Your task
Please rewrite the listing below, swapping every "Indicate" for "Mark" and changing nothing else.

Data lines
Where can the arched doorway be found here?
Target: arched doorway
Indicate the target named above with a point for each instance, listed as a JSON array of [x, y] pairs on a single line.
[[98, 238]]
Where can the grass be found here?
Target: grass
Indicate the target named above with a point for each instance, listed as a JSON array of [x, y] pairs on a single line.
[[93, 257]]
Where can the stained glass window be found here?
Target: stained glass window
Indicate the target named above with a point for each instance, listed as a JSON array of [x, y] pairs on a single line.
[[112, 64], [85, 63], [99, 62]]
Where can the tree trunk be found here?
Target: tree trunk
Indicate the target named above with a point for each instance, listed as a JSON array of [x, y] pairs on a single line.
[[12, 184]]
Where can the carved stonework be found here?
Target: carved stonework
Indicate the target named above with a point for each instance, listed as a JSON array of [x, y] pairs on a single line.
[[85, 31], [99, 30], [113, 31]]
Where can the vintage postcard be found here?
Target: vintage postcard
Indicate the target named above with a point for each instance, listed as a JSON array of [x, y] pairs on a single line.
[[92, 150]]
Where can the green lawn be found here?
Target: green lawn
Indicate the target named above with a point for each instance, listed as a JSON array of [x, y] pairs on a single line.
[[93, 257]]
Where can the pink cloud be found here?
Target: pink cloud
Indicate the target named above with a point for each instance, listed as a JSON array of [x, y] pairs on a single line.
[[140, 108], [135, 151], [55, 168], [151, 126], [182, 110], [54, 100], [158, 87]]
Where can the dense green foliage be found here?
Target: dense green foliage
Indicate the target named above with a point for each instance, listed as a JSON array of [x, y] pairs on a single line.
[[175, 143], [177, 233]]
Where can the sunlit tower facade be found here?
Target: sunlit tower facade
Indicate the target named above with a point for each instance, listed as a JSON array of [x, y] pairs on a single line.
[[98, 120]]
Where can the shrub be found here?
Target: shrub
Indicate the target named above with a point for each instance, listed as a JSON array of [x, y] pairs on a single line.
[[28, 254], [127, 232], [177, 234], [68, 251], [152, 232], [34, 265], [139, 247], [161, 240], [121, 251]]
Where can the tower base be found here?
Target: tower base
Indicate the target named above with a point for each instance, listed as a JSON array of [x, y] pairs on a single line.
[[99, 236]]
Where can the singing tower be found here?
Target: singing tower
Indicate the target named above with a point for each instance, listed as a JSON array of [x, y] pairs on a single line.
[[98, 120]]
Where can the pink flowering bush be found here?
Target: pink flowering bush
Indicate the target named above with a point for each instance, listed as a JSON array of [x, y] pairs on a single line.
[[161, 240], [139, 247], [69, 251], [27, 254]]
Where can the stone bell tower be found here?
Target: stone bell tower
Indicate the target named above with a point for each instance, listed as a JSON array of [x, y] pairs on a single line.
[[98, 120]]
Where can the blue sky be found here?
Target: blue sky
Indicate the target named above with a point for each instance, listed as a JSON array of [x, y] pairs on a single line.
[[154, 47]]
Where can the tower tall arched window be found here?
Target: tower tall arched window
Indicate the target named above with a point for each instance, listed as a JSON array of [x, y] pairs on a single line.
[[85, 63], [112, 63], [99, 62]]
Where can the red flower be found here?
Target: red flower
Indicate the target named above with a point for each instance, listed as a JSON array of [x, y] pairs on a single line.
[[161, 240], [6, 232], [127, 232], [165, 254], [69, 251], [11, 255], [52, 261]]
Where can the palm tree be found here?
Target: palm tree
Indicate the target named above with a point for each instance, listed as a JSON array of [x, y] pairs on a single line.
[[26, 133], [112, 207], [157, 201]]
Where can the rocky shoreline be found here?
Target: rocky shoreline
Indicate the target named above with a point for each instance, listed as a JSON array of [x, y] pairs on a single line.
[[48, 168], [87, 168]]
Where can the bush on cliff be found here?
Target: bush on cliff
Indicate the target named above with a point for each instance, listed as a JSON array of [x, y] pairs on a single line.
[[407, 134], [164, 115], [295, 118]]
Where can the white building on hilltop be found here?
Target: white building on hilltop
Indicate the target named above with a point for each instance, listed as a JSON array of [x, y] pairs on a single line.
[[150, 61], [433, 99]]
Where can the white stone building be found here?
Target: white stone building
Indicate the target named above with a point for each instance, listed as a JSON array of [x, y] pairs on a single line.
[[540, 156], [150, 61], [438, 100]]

Completed exercise
Where can the arched doorway be found here?
Target: arched doorway
Mark the target named above with a point for each instance, listed as a JSON array of [x, y] pairs on a single line.
[[98, 238]]
Where can the grass be found here?
Target: grass
Mark the target named above with a point for each instance, listed as a JSON array of [x, y] pairs on a single line.
[[93, 257]]
Where can the stained glass window be found here?
Target: stained glass window
Mark the target named above with a point for each instance, listed as a JSON array of [x, y] pairs on a single line.
[[112, 64], [85, 63], [99, 62]]
Where can the tree trunk be found here?
Target: tree trunk
Mark the target named above with a point for each instance, listed as a JSON array of [x, y] pairs on a single line.
[[12, 184]]
Where can the carved stonework be found here?
Target: carved stonework
Mark the target named above with a point for each instance, listed as a JSON array of [x, y] pairs on a single line.
[[85, 31], [99, 30], [113, 31]]
Where can the vintage postcard be found here?
Target: vintage postcard
Mark the target named above with a point for each instance, listed as a JSON array of [x, y] pairs on a single line.
[[92, 150]]
Where can the green lawn be found here?
Target: green lawn
Mark the target named above with a point for each instance, listed as a JSON array of [x, y] pairs on a single line.
[[93, 257]]
Where can the pink cloud be found here?
Target: pink cloud
Mark the target named above with a point for each instance, listed as a JSON array of [x, y] pairs on a single line.
[[140, 108], [135, 151], [55, 168], [151, 126], [182, 110], [54, 100], [158, 87]]
Where can the dense green foliage be found here?
Target: dense green foliage
Mark the target named above with a point for each instance, listed as a JSON array of [x, y] pairs on a single line.
[[175, 143], [177, 233]]
Where can the sunlit tower facade be found here?
Target: sunlit tower facade
Mark the target named above with a point for each instance, listed as a JSON array of [x, y] pairs on a single line.
[[98, 120]]
Where can the shrub be found here?
Target: shrub
Mark the target named above with a point for each instance, listed as a JSON array of [x, y] pairs on a single line.
[[28, 254], [127, 232], [177, 234], [68, 251], [152, 232], [34, 265], [139, 247], [161, 240], [121, 251]]
Where can the tower base be found here?
Target: tower base
Mark the target named above with a point for each instance, listed as a JSON array of [x, y] pairs on a single line.
[[99, 236]]
Where can the singing tower be found here?
Target: singing tower
Mark the target named above with a point for each instance, listed as a JSON array of [x, y] pairs on a single line.
[[98, 120]]
Where can the pink flowering bush be found here?
Target: pink flowering bush
Mark the target named above with a point for each instance, listed as a JSON array of [x, y] pairs on a single line.
[[161, 240], [139, 247], [69, 251], [27, 254]]
Where can the stone bell tower be found here?
Target: stone bell tower
Mark the target named above with a point for each instance, listed as a JSON array of [x, y] pairs on a single line.
[[98, 120]]
Where can the blue sky be found here?
Target: blue sky
Mark the target named above with a point for each instance, listed as a JSON array of [x, y] pairs on a single line.
[[154, 47]]
Where can the tower tall arched window be found here?
Target: tower tall arched window
Mark the target named above with a point for each instance, listed as a JSON array of [x, y] pairs on a single line.
[[85, 63], [112, 63], [99, 62]]
Where can the red flower be found here?
Target: red flower
Mark the target named above with a point for each instance, listed as a JSON array of [x, y] pairs on a single line.
[[161, 240], [6, 232], [127, 232], [165, 254], [69, 251], [11, 255], [52, 261]]
Where can the palm tree be found here?
Target: palm tree
Mark the target named above with a point for each instance, listed as a JSON array of [x, y] pairs on a single line.
[[26, 133], [112, 207], [157, 201]]
Where can the rocky shoreline be found here?
Target: rocky shoreline
Mark the target named above with a point for each instance, listed as a JSON array of [x, y] pairs on a single line.
[[48, 168], [87, 168]]
Where can the bush on cliff be found here?
Target: bush on cliff
Mark the target named above with a point for each instance, listed as a JSON array of [x, y] pairs on a single line.
[[407, 134], [164, 115], [295, 118]]
Where can the white building on hilltop be found here?
Target: white building on hilltop
Mark the target named above with a point for each instance, listed as a JSON array of [x, y] pairs on a single line.
[[150, 61], [433, 99]]
Where can the white stone building be found here?
Target: white stone building
Mark the target named above with a point for each instance, listed as a JSON array of [x, y] pairs on a single line.
[[540, 156], [150, 61], [438, 100]]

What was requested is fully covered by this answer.